• [SET EXERCISE]: Find every line in the records below that contains the string "antenna", and copy each one out. Case counts.

• [STORED DATA]:
·····

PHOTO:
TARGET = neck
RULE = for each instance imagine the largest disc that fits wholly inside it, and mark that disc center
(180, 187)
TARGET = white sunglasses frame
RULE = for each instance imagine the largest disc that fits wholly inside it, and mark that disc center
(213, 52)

·····

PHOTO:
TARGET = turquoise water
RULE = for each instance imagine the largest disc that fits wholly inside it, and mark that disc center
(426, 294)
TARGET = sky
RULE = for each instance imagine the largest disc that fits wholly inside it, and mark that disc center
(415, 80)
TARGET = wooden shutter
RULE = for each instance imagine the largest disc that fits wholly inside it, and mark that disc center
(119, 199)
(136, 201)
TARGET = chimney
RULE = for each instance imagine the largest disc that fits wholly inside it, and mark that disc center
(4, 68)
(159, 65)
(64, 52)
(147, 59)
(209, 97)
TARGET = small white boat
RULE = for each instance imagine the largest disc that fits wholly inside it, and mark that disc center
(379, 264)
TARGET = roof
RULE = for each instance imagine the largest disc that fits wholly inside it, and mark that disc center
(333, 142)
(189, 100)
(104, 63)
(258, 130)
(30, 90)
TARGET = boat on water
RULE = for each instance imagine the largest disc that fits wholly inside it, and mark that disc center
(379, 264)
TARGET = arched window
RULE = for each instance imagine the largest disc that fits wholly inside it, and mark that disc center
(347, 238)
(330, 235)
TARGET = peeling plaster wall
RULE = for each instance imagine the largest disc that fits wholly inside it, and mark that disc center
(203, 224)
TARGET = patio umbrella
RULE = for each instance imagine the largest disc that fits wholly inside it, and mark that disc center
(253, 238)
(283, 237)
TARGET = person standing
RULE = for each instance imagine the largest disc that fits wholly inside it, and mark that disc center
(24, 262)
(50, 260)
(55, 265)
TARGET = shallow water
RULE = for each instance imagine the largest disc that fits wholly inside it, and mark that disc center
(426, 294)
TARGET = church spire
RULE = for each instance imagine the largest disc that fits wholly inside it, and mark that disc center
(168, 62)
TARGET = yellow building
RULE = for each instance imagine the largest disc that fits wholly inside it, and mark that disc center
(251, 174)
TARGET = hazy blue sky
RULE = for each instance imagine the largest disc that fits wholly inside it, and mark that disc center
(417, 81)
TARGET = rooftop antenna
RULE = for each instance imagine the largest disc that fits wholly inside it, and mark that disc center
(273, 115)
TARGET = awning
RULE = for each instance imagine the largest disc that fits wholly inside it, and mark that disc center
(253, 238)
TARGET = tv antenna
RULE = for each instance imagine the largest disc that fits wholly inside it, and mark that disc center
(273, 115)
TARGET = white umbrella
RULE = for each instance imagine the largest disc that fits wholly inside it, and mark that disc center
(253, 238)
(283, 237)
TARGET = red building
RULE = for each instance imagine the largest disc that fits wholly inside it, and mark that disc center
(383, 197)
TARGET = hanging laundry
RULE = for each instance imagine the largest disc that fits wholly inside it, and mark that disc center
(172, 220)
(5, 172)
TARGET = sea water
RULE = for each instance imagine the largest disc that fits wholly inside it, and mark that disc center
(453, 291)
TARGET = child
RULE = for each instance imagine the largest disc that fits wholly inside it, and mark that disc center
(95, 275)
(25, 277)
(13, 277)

·····

• [SOLUTION]:
TARGET = rooftop antenna
TARGET = tv antenna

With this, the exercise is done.